(Problem statement)
Copy out the records precisely, omitting pictures.

[Point labeling examples]

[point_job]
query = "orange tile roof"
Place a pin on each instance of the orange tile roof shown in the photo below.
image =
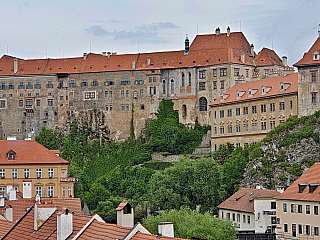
(243, 199)
(27, 152)
(268, 57)
(310, 177)
(275, 83)
(5, 227)
(307, 58)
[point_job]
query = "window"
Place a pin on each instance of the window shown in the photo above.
(307, 209)
(202, 86)
(254, 126)
(50, 173)
(229, 112)
(38, 173)
(125, 81)
(202, 74)
(89, 95)
(245, 110)
(109, 82)
(138, 81)
(314, 76)
(313, 97)
(203, 104)
(223, 72)
(39, 191)
(50, 102)
(272, 125)
(26, 173)
(2, 173)
(272, 107)
(299, 208)
(315, 210)
(50, 191)
(254, 109)
(14, 173)
(307, 229)
(222, 84)
(285, 207)
(182, 79)
(70, 191)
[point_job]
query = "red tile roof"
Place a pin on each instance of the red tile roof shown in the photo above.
(268, 57)
(27, 152)
(312, 176)
(274, 82)
(243, 199)
(307, 58)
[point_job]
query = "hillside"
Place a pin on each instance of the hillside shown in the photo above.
(286, 153)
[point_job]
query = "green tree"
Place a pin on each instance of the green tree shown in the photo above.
(191, 223)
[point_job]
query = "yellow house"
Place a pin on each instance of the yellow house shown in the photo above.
(30, 168)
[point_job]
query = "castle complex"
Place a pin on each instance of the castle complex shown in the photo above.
(107, 91)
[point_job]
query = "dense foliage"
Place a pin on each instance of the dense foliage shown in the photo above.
(191, 223)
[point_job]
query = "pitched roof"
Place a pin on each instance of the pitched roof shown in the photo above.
(243, 199)
(307, 58)
(20, 206)
(312, 176)
(268, 57)
(27, 152)
(273, 84)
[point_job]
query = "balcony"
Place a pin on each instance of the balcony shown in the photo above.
(67, 179)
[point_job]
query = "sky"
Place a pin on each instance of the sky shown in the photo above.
(60, 28)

(Task response)
[point_job]
query = "orange tile roof"
Place a pin on each instance of the orange tile roof shown in the photo below.
image =
(243, 199)
(27, 152)
(268, 57)
(310, 177)
(275, 83)
(5, 227)
(307, 58)
[point_job]
query = "window"
Place a pin on each instance of the window shown in the photo above.
(307, 209)
(202, 86)
(254, 126)
(50, 173)
(229, 112)
(38, 173)
(125, 81)
(202, 74)
(89, 95)
(245, 110)
(109, 82)
(138, 81)
(314, 76)
(313, 97)
(203, 104)
(223, 72)
(39, 191)
(50, 102)
(272, 125)
(26, 173)
(2, 173)
(272, 107)
(299, 208)
(315, 210)
(50, 191)
(254, 109)
(14, 173)
(307, 229)
(222, 84)
(285, 207)
(182, 79)
(70, 191)
[point_job]
query = "red tile roof"
Place a pin on each instance of the red tile roof shown in the photo above.
(268, 57)
(27, 152)
(312, 176)
(274, 82)
(243, 199)
(307, 58)
[point_job]
query = "hillside"
Place a pin on each instance of the hillside shown in the photo above.
(286, 153)
[point_job]
query = "green tree"
Place a pin on each instance of the green tree shown in the photo above.
(191, 223)
[point_job]
query = "yellow house"
Place a pin on each instance of the yellow house shown in the photo above.
(30, 168)
[point_job]
query = "castle complex"
Place a pin on each instance of the castle complex shown in the photo above.
(107, 91)
[point_job]
query = "dense foliage"
Place a pin on each instance of the dense foliage shown in the photo above.
(191, 223)
[point_job]
query = "pitched roof"
Place a pin on each instance of the pitched roof shown in the photo above.
(243, 199)
(307, 58)
(20, 206)
(312, 176)
(268, 57)
(27, 152)
(273, 84)
[point_job]
query = "balcony"
Place a pin on each instance of the balcony shown in the photo above.
(67, 179)
[point_job]
query = "sky"
Place a pin on each instance of the sky shown in the photo above.
(60, 28)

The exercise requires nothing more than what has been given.